- **Task description**
In the account of the mother's illness below, change "commuting" to "traveling" and write out the passage that begins at the words "My father's con" and stops after "by privacy law.".

- **Exercise text**

My father's con was convincing because there was a seed of truth to what he had claimed. Unbenownst to me, (because of my father's privacy restricitons), my mother's diagnosis was in fact genetic, caused a single inheritable mutation.

It was when my mother had lost the ability to speak that a doctor finally told me to seek genetic counselling.

Immediately I sought help. I began to wonder if I was in fact the one who was crazy. I was suffering juggling a young family, a marriage and work on top of commuting to try to visit with my mother. My horror increased when I discovered that I was unable to test myself for my mother's illness without a genetic confirmation. I was unable to get this information because my father forbade it and his abusive directions were protected by privacy law.

My own mental health hung in the balance.

Finally, after two years of fighting on my mother's behalf while she lived in institutions, civil justice came my way. I legally ousted my father from all decision making from my mother. Again, since my father's abuse was not grossly physical, no criminal charges were laid. By this point, my mother was unable to talk at all, and was losing her mobility too. Even though I had won the case, I was still the biggest loser. Because of the administrators blindly following my father's abusive directions, my beloved daughters were unable to form positive memories of their grandmother.

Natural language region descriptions
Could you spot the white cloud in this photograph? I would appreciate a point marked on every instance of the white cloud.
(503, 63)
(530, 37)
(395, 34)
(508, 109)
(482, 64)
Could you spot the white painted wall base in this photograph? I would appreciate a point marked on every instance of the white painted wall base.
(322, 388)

- **Response to the exercise**
My father's con was convincing because there was a seed of truth to what he had claimed. Unbenownst to me, (because of my father's privacy restricitons), my mother's diagnosis was in fact genetic, caused a single inheritable mutation.

It was when my mother had lost the ability to speak that a doctor finally told me to seek genetic counselling.

Immediately I sought help. I began to wonder if I was in fact the one who was crazy. I was suffering juggling a young family, a marriage and work on top of traveling to try to visit with my mother. My horror increased when I discovered that I was unable to test myself for my mother's illness without a genetic confirmation. I was unable to get this information because my father forbade it and his abusive directions were protected by privacy law.